> **Extractos de entradas**:
=======

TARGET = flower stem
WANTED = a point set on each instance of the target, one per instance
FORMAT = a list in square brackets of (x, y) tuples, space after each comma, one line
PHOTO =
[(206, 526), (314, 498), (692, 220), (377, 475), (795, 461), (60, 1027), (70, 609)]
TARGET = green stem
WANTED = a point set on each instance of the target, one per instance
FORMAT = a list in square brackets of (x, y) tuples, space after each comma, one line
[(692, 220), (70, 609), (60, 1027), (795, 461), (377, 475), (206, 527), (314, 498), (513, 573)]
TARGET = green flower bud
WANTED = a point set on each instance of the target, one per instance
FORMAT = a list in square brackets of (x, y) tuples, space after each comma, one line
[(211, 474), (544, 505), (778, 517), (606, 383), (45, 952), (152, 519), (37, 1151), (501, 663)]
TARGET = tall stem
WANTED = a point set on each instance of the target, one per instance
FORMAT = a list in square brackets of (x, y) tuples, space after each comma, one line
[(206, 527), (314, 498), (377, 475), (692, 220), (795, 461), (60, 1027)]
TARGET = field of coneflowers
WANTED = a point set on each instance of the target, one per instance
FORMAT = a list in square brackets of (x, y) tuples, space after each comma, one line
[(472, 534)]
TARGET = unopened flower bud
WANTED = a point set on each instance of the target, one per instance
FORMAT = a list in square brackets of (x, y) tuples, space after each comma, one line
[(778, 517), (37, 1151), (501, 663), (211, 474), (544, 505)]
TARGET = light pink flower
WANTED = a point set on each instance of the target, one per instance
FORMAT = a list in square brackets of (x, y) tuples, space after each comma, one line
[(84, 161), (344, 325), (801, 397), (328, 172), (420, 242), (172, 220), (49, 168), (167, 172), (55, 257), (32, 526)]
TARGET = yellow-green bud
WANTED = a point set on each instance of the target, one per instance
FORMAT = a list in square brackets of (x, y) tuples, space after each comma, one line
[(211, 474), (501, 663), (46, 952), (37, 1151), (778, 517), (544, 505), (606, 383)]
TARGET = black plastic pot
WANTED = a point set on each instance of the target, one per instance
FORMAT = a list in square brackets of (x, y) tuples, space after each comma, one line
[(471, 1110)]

=======

> **Instrucciones y requisitos**: Edita las entradas empezando por el comienzo y terminando en la línea que contiene "1027), (70, 609)]", ambas incluidas, y cambia "flower stem" por "flower stalk" sin tocar nada más. Devuelve solo esas líneas.

> **Respuesta del ejercicio**:
TARGET = flower stalk
WANTED = a point set on each instance of the target, one per instance
FORMAT = a list in square brackets of (x, y) tuples, space after each comma, one line
PHOTO =
[(206, 526), (314, 498), (692, 220), (377, 475), (795, 461), (60, 1027), (70, 609)]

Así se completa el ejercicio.